━━━━━ Texte de l'exercice

Ma direction, à l'ENAP, a vocation à alimenter le débat scientifique autour des problématiques pénitentiaires. Nous organisons au moins un colloque par an.
Notre administration est confrontée à des demandes évolutives diverses et les métiers qui la constituent se transforment très rapidement sous cette double impulsion : extérieure avec les différentes normes et interne avec une redéfinition des pratiques. Une telle évolution entraîne indubitablement des modifications profondes et des phénomènes de résistance en redéfinissant les liens avec les pouvoirs institutionnels.
Les travaux que nous menons à l'ENAP s'efforcent d'identifier les différentes dynamiques à l'œuvre dans le champ pénitentiaire et leurs diverses sources. J'avais préparé une intervention de dix minutes sur la base de la convocation mais je vais m'efforcer d'en réduire la durée. Je vous proposerai une analyse prospective à partir du retour d'expérience de la crise sanitaire qui a fait irruption en mars 2020.
J'appelle tout d'abord votre attention sur l'irruption de l'usager dans la gestion de la crise du covid 19. En effet, les mesures décidées par Mme la garde des sceaux le 23 mars 2020 – crédit de téléphone de 40 euros par mois par exemple – et la régulation de l'occupation des maisons d'arrêt ont permis d'éviter un embrasement généralisé en dépit de quelques tensions observées localement. Un dialogue a été instauré par les directeurs d'établissement avec les détenus.
L'ENAP mène actuellement une réflexion sur la question de la sécurité dynamique. Nous pourrions nous interroger sur ces pratiques. Quelles évolutions possibles permettraient la prise en compte de l'expression collective des détenus ?

━━━━━━━━━━
━━━━━ Données sources

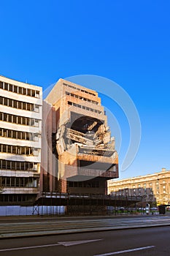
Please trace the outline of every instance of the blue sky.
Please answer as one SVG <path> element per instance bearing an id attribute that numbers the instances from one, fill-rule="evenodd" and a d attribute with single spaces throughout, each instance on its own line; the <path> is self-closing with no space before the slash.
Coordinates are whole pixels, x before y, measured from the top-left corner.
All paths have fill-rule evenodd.
<path id="1" fill-rule="evenodd" d="M 116 82 L 134 101 L 142 124 L 137 155 L 122 171 L 129 127 L 103 95 L 121 129 L 120 177 L 170 170 L 169 10 L 169 0 L 1 0 L 0 74 L 44 89 L 79 75 Z"/>

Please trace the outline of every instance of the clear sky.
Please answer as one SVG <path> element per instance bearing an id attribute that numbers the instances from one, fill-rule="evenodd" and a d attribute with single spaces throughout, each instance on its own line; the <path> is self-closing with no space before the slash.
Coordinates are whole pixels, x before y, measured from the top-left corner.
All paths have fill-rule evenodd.
<path id="1" fill-rule="evenodd" d="M 43 89 L 79 75 L 116 82 L 142 125 L 137 155 L 122 171 L 129 127 L 104 88 L 122 134 L 120 178 L 170 170 L 169 12 L 169 0 L 0 0 L 0 74 Z"/>

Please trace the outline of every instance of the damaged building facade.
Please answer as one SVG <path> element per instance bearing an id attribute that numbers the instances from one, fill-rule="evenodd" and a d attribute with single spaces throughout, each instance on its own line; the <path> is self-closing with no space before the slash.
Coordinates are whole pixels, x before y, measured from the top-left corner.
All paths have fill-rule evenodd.
<path id="1" fill-rule="evenodd" d="M 60 79 L 43 102 L 41 191 L 107 195 L 118 177 L 115 138 L 98 93 Z"/>

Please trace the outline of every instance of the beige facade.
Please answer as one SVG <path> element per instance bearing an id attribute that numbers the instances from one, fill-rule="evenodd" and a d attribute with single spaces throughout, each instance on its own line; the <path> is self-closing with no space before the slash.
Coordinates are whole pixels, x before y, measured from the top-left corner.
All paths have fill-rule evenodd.
<path id="1" fill-rule="evenodd" d="M 42 190 L 106 194 L 118 176 L 110 134 L 97 92 L 60 79 L 43 103 Z"/>
<path id="2" fill-rule="evenodd" d="M 32 202 L 39 189 L 42 88 L 0 76 L 1 203 Z"/>
<path id="3" fill-rule="evenodd" d="M 170 204 L 170 170 L 144 176 L 108 181 L 108 193 L 117 196 L 142 196 L 146 201 L 156 200 L 157 205 Z"/>

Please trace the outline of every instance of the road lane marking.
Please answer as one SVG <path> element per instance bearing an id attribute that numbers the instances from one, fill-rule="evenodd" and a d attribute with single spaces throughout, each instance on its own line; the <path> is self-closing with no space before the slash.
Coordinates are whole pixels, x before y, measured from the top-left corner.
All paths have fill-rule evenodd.
<path id="1" fill-rule="evenodd" d="M 101 240 L 103 240 L 103 239 L 71 241 L 58 242 L 57 244 L 52 244 L 37 245 L 37 246 L 34 246 L 7 248 L 7 249 L 1 249 L 0 252 L 18 251 L 18 250 L 20 250 L 20 249 L 27 249 L 58 246 L 59 245 L 63 245 L 63 246 L 71 246 L 72 245 L 77 245 L 77 244 L 85 244 L 85 243 L 96 242 L 97 241 L 101 241 Z"/>
<path id="2" fill-rule="evenodd" d="M 147 249 L 155 247 L 154 245 L 151 245 L 150 246 L 145 246 L 145 247 L 139 247 L 139 248 L 134 248 L 134 249 L 125 249 L 123 251 L 119 251 L 119 252 L 109 252 L 109 253 L 104 253 L 102 255 L 96 255 L 94 256 L 109 256 L 109 255 L 120 255 L 120 253 L 125 253 L 125 252 L 135 252 L 135 251 L 139 251 L 142 249 Z"/>
<path id="3" fill-rule="evenodd" d="M 37 245 L 36 246 L 26 246 L 26 247 L 1 249 L 0 252 L 18 251 L 18 250 L 20 250 L 20 249 L 35 249 L 35 248 L 41 248 L 41 247 L 58 246 L 58 245 L 60 245 L 60 244 L 53 244 Z"/>
<path id="4" fill-rule="evenodd" d="M 103 239 L 93 239 L 93 240 L 80 240 L 80 241 L 71 241 L 68 242 L 58 242 L 59 244 L 63 245 L 64 246 L 71 246 L 72 245 L 77 245 L 81 244 L 96 242 Z"/>

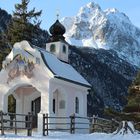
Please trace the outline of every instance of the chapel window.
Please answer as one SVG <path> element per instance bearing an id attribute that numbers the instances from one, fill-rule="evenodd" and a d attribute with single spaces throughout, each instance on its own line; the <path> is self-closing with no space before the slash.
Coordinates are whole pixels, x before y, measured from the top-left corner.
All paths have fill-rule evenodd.
<path id="1" fill-rule="evenodd" d="M 53 99 L 53 113 L 55 113 L 55 99 Z"/>
<path id="2" fill-rule="evenodd" d="M 66 46 L 63 45 L 63 53 L 66 53 Z"/>
<path id="3" fill-rule="evenodd" d="M 55 52 L 55 51 L 56 51 L 55 44 L 51 44 L 51 46 L 50 46 L 50 52 Z"/>
<path id="4" fill-rule="evenodd" d="M 64 108 L 65 108 L 65 101 L 64 101 L 64 100 L 61 100 L 61 101 L 59 102 L 59 108 L 60 108 L 60 109 L 64 109 Z"/>

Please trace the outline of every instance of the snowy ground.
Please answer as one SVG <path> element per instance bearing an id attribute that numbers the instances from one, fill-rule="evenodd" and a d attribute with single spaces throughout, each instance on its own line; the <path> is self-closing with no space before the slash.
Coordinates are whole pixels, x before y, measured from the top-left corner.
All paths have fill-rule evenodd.
<path id="1" fill-rule="evenodd" d="M 22 135 L 22 136 L 21 136 Z M 64 132 L 53 132 L 49 136 L 41 136 L 40 134 L 33 134 L 32 137 L 14 134 L 6 134 L 0 136 L 0 140 L 140 140 L 140 134 L 132 135 L 113 135 L 104 133 L 94 134 L 69 134 Z"/>

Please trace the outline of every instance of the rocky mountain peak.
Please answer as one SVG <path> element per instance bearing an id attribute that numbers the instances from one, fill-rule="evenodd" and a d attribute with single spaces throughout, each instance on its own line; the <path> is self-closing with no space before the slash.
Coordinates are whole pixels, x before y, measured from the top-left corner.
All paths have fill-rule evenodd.
<path id="1" fill-rule="evenodd" d="M 63 18 L 66 40 L 76 46 L 114 50 L 122 59 L 140 67 L 140 29 L 115 8 L 102 10 L 94 2 L 74 17 Z"/>

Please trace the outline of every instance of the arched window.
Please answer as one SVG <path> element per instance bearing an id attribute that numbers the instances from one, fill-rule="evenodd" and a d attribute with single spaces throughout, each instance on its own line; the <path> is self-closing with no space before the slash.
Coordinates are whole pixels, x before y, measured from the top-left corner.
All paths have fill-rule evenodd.
<path id="1" fill-rule="evenodd" d="M 66 53 L 66 46 L 63 45 L 63 53 Z"/>
<path id="2" fill-rule="evenodd" d="M 79 113 L 79 99 L 75 98 L 75 113 Z"/>
<path id="3" fill-rule="evenodd" d="M 55 44 L 51 44 L 51 46 L 50 46 L 50 52 L 55 52 L 55 51 L 56 51 Z"/>
<path id="4" fill-rule="evenodd" d="M 59 103 L 59 108 L 60 109 L 65 109 L 65 101 L 64 100 L 61 100 L 60 103 Z"/>

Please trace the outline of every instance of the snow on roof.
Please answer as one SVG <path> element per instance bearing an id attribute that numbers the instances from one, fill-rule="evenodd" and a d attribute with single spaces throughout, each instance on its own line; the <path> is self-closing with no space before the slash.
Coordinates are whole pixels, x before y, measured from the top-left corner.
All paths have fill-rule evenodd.
<path id="1" fill-rule="evenodd" d="M 54 77 L 82 86 L 91 87 L 91 85 L 70 64 L 60 61 L 55 55 L 50 54 L 43 49 L 40 49 L 40 52 L 47 67 L 54 74 Z"/>

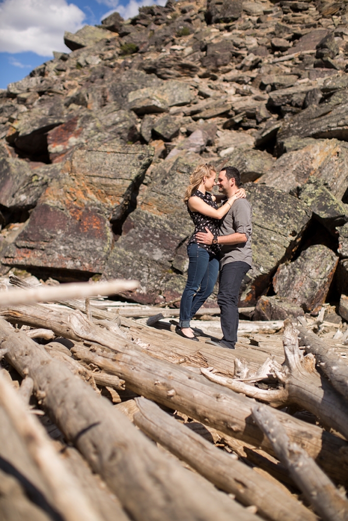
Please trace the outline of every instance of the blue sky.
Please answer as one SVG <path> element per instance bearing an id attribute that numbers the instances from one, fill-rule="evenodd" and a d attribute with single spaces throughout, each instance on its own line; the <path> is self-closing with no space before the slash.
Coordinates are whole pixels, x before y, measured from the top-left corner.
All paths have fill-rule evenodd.
<path id="1" fill-rule="evenodd" d="M 69 52 L 64 31 L 94 25 L 114 11 L 126 19 L 139 7 L 165 0 L 0 0 L 0 89 L 26 76 L 52 57 Z"/>

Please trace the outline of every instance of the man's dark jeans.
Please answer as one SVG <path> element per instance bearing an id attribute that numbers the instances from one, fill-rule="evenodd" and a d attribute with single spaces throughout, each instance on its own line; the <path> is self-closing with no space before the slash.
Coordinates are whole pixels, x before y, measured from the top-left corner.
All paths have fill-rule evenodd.
<path id="1" fill-rule="evenodd" d="M 250 268 L 246 262 L 237 260 L 225 264 L 220 272 L 218 304 L 220 308 L 222 340 L 231 349 L 237 341 L 241 284 Z"/>

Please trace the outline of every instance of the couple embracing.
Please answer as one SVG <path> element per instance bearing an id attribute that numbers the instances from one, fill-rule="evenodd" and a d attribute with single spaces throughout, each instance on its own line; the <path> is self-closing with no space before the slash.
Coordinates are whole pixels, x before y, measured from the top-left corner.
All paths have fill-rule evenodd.
<path id="1" fill-rule="evenodd" d="M 217 171 L 199 165 L 190 177 L 184 199 L 195 225 L 187 244 L 187 282 L 180 304 L 176 332 L 198 341 L 190 320 L 211 294 L 219 274 L 218 304 L 223 337 L 220 347 L 234 349 L 237 341 L 238 300 L 242 281 L 251 265 L 251 207 L 239 188 L 237 168 L 226 166 L 219 173 L 219 195 L 210 192 Z M 221 203 L 220 207 L 218 204 Z"/>

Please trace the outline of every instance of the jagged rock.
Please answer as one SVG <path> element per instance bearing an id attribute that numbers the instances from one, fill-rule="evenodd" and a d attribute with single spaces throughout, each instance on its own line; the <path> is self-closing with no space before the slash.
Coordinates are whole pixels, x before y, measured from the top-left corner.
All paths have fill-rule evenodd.
<path id="1" fill-rule="evenodd" d="M 154 125 L 154 122 L 151 116 L 146 114 L 142 118 L 140 126 L 140 133 L 147 143 L 148 143 L 151 138 Z"/>
<path id="2" fill-rule="evenodd" d="M 279 3 L 283 13 L 289 13 L 289 10 L 293 11 L 306 11 L 309 7 L 308 3 L 304 2 L 292 2 L 290 0 L 280 0 Z"/>
<path id="3" fill-rule="evenodd" d="M 341 257 L 348 257 L 348 224 L 338 226 L 339 246 L 337 252 Z"/>
<path id="4" fill-rule="evenodd" d="M 325 29 L 314 29 L 301 36 L 293 47 L 288 49 L 286 53 L 290 54 L 304 51 L 315 51 L 318 44 L 327 36 L 328 32 L 328 30 Z"/>
<path id="5" fill-rule="evenodd" d="M 187 269 L 181 247 L 193 227 L 182 194 L 197 159 L 188 155 L 174 163 L 166 159 L 155 169 L 140 207 L 127 218 L 107 260 L 106 278 L 139 280 L 140 287 L 131 297 L 137 302 L 153 303 L 160 295 L 167 301 L 181 296 L 186 277 L 175 274 L 173 263 Z M 181 263 L 176 259 L 178 252 Z"/>
<path id="6" fill-rule="evenodd" d="M 137 98 L 130 102 L 129 107 L 138 116 L 168 112 L 169 110 L 164 100 L 154 94 L 148 97 Z"/>
<path id="7" fill-rule="evenodd" d="M 193 99 L 193 93 L 188 83 L 172 80 L 162 83 L 157 88 L 147 87 L 133 90 L 128 94 L 130 103 L 137 100 L 156 96 L 163 100 L 167 107 L 187 105 Z"/>
<path id="8" fill-rule="evenodd" d="M 279 266 L 273 279 L 274 291 L 306 312 L 317 311 L 325 301 L 338 262 L 326 246 L 310 246 L 296 260 Z"/>
<path id="9" fill-rule="evenodd" d="M 278 143 L 278 155 L 281 156 L 287 152 L 292 152 L 295 150 L 301 150 L 308 145 L 315 145 L 320 142 L 320 140 L 314 138 L 298 138 L 296 135 L 291 136 Z"/>
<path id="10" fill-rule="evenodd" d="M 218 116 L 221 116 L 222 114 L 228 113 L 231 108 L 231 103 L 218 102 L 214 106 L 211 108 L 207 108 L 199 114 L 194 115 L 192 116 L 192 119 L 194 120 L 210 119 L 211 118 L 216 118 Z"/>
<path id="11" fill-rule="evenodd" d="M 264 75 L 262 77 L 261 85 L 263 87 L 270 85 L 275 89 L 286 89 L 292 86 L 298 79 L 297 76 L 293 74 Z"/>
<path id="12" fill-rule="evenodd" d="M 319 89 L 313 89 L 308 91 L 303 101 L 303 108 L 307 108 L 310 105 L 319 105 L 322 98 L 321 91 Z"/>
<path id="13" fill-rule="evenodd" d="M 151 147 L 75 151 L 2 262 L 74 272 L 101 272 L 112 245 L 111 222 L 123 218 L 153 154 Z"/>
<path id="14" fill-rule="evenodd" d="M 39 99 L 37 92 L 22 92 L 17 95 L 17 101 L 19 105 L 30 105 Z"/>
<path id="15" fill-rule="evenodd" d="M 43 165 L 31 169 L 22 159 L 0 158 L 0 204 L 7 208 L 32 208 L 50 181 L 56 177 L 60 168 Z"/>
<path id="16" fill-rule="evenodd" d="M 242 14 L 242 3 L 241 0 L 223 0 L 222 3 L 217 0 L 208 0 L 205 15 L 207 23 L 226 23 L 237 20 Z"/>
<path id="17" fill-rule="evenodd" d="M 268 143 L 274 140 L 281 124 L 281 120 L 274 122 L 273 119 L 267 121 L 265 128 L 261 129 L 255 137 L 255 146 L 265 147 Z M 280 141 L 280 143 L 281 142 Z"/>
<path id="18" fill-rule="evenodd" d="M 167 156 L 167 159 L 171 159 L 180 154 L 183 151 L 200 154 L 206 148 L 210 140 L 209 132 L 203 127 L 198 128 L 177 146 L 173 148 Z"/>
<path id="19" fill-rule="evenodd" d="M 263 14 L 263 5 L 258 2 L 244 2 L 242 7 L 249 16 L 259 16 Z"/>
<path id="20" fill-rule="evenodd" d="M 175 300 L 185 283 L 191 229 L 181 199 L 202 161 L 218 169 L 232 164 L 244 182 L 257 181 L 247 188 L 255 262 L 243 305 L 265 293 L 300 239 L 308 245 L 309 232 L 301 238 L 312 215 L 331 235 L 311 219 L 310 243 L 334 249 L 338 239 L 339 255 L 348 257 L 347 225 L 338 226 L 348 202 L 348 148 L 338 140 L 348 135 L 348 75 L 342 72 L 348 31 L 345 8 L 338 5 L 319 2 L 315 10 L 309 2 L 208 0 L 206 8 L 168 2 L 141 7 L 126 22 L 113 13 L 102 27 L 67 34 L 76 50 L 55 53 L 0 91 L 0 149 L 5 136 L 9 145 L 1 153 L 0 225 L 31 212 L 18 237 L 0 245 L 3 259 L 86 277 L 81 272 L 103 271 L 115 246 L 110 276 L 123 269 L 134 278 L 135 266 L 142 284 L 137 299 Z M 141 149 L 148 152 L 137 173 L 139 142 L 154 152 Z M 134 253 L 139 242 L 141 254 Z"/>
<path id="21" fill-rule="evenodd" d="M 316 58 L 334 58 L 340 50 L 333 35 L 331 33 L 324 36 L 316 47 Z"/>
<path id="22" fill-rule="evenodd" d="M 253 206 L 253 266 L 245 277 L 239 304 L 247 306 L 256 304 L 279 264 L 292 256 L 311 212 L 280 190 L 254 183 L 245 188 Z"/>
<path id="23" fill-rule="evenodd" d="M 260 296 L 257 301 L 255 312 L 253 315 L 254 320 L 284 320 L 286 318 L 304 316 L 302 307 L 293 302 L 275 296 Z"/>
<path id="24" fill-rule="evenodd" d="M 189 76 L 194 78 L 199 72 L 199 67 L 188 59 L 184 60 L 179 56 L 164 56 L 153 60 L 147 60 L 142 68 L 148 74 L 153 73 L 163 80 Z"/>
<path id="25" fill-rule="evenodd" d="M 76 33 L 66 31 L 64 33 L 64 43 L 71 51 L 83 47 L 89 47 L 105 38 L 113 38 L 115 34 L 106 29 L 100 29 L 93 26 L 85 26 Z"/>
<path id="26" fill-rule="evenodd" d="M 335 274 L 335 282 L 340 294 L 348 294 L 348 259 L 343 259 L 339 262 Z"/>
<path id="27" fill-rule="evenodd" d="M 17 107 L 12 100 L 0 98 L 0 123 L 6 123 L 16 110 Z"/>
<path id="28" fill-rule="evenodd" d="M 287 51 L 291 46 L 290 42 L 285 38 L 272 38 L 271 40 L 271 45 L 272 48 L 275 51 L 280 51 L 281 52 Z"/>
<path id="29" fill-rule="evenodd" d="M 221 157 L 229 155 L 235 148 L 251 148 L 255 139 L 249 134 L 237 130 L 218 130 L 215 144 Z"/>
<path id="30" fill-rule="evenodd" d="M 118 103 L 120 108 L 124 108 L 128 103 L 128 95 L 133 91 L 146 87 L 150 88 L 150 93 L 163 84 L 163 81 L 154 75 L 146 74 L 142 70 L 126 71 L 117 75 L 117 81 L 112 77 L 106 81 L 105 94 L 109 102 Z"/>
<path id="31" fill-rule="evenodd" d="M 333 94 L 330 101 L 318 106 L 310 105 L 290 120 L 284 120 L 278 139 L 291 135 L 301 138 L 335 138 L 348 140 L 348 102 L 346 92 Z"/>
<path id="32" fill-rule="evenodd" d="M 284 77 L 285 79 L 286 78 L 286 76 Z M 297 80 L 297 76 L 296 78 Z M 312 85 L 305 84 L 273 91 L 269 93 L 269 98 L 267 105 L 271 108 L 281 107 L 285 105 L 292 105 L 301 108 L 303 105 L 307 93 L 308 91 L 313 90 L 313 89 Z M 294 132 L 293 134 L 296 134 L 297 132 Z"/>
<path id="33" fill-rule="evenodd" d="M 117 135 L 117 130 L 118 130 L 119 133 L 125 138 L 124 141 L 128 141 L 128 133 L 131 134 L 135 125 L 134 119 L 132 120 L 130 113 L 127 112 L 123 121 L 122 116 L 124 116 L 125 111 L 116 110 L 115 113 L 113 113 L 112 109 L 114 108 L 115 106 L 110 104 L 105 107 L 104 111 L 106 113 L 106 115 L 109 116 L 107 122 L 110 126 L 109 129 L 110 131 L 113 129 L 115 130 L 116 135 Z M 107 111 L 109 110 L 111 113 L 108 115 Z M 103 138 L 106 139 L 107 135 L 110 139 L 108 134 L 102 132 L 107 127 L 104 128 L 100 119 L 91 111 L 81 110 L 79 111 L 78 115 L 72 115 L 73 117 L 68 119 L 62 125 L 56 127 L 47 134 L 47 150 L 50 159 L 53 163 L 62 161 L 69 151 L 77 145 L 83 144 L 89 140 L 97 139 L 102 140 Z M 99 115 L 103 117 L 103 110 L 100 111 Z M 125 119 L 125 131 L 124 125 Z"/>
<path id="34" fill-rule="evenodd" d="M 47 159 L 46 133 L 65 119 L 66 116 L 62 113 L 44 116 L 39 110 L 23 113 L 11 123 L 6 139 L 25 156 L 32 160 L 44 162 Z"/>
<path id="35" fill-rule="evenodd" d="M 299 190 L 298 197 L 309 207 L 314 216 L 329 230 L 348 221 L 347 208 L 338 201 L 321 180 L 310 177 Z"/>
<path id="36" fill-rule="evenodd" d="M 102 25 L 109 31 L 119 33 L 121 30 L 123 21 L 124 20 L 119 13 L 113 13 L 102 20 Z"/>
<path id="37" fill-rule="evenodd" d="M 309 179 L 322 179 L 339 200 L 347 189 L 348 148 L 336 139 L 318 141 L 278 158 L 262 182 L 285 192 L 296 191 Z"/>
<path id="38" fill-rule="evenodd" d="M 159 119 L 153 127 L 153 131 L 164 141 L 171 141 L 179 133 L 179 122 L 171 116 Z"/>
<path id="39" fill-rule="evenodd" d="M 268 171 L 274 161 L 266 151 L 238 148 L 228 156 L 224 156 L 223 160 L 219 162 L 217 167 L 219 171 L 224 166 L 234 166 L 239 171 L 242 183 L 248 183 Z"/>
<path id="40" fill-rule="evenodd" d="M 346 295 L 341 295 L 338 312 L 342 318 L 348 321 L 348 296 Z"/>
<path id="41" fill-rule="evenodd" d="M 201 60 L 203 67 L 217 68 L 228 65 L 232 57 L 233 45 L 228 40 L 219 43 L 210 43 L 207 46 L 207 55 Z"/>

━━━━━━━━━━

(Vérifiez vos acquis):
**A)** D'après le texte de l'exercice, quel crédit de téléphone mensuel faisait partie des mesures décidées le 23 mars 2020 ?
**B)** Recopiez le passage du texte de l'exercice qui va de « Les travaux que » jusqu'à « avec les détenus. » inclus.

(Corrigé des exercices):
**A)** Un crédit de téléphone de 40 euros par mois.

**B)**
Les travaux que nous menons à l'ENAP s'efforcent d'identifier les différentes dynamiques à l'œuvre dans le champ pénitentiaire et leurs diverses sources. J'avais préparé une intervention de dix minutes sur la base de la convocation mais je vais m'efforcer d'en réduire la durée. Je vous proposerai une analyse prospective à partir du retour d'expérience de la crise sanitaire qui a fait irruption en mars 2020.
J'appelle tout d'abord votre attention sur l'irruption de l'usager dans la gestion de la crise du covid 19. En effet, les mesures décidées par Mme la garde des sceaux le 23 mars 2020 – crédit de téléphone de 40 euros par mois par exemple – et la régulation de l'occupation des maisons d'arrêt ont permis d'éviter un embrasement généralisé en dépit de quelques tensions observées localement. Un dialogue a été instauré par les directeurs d'établissement avec les détenus.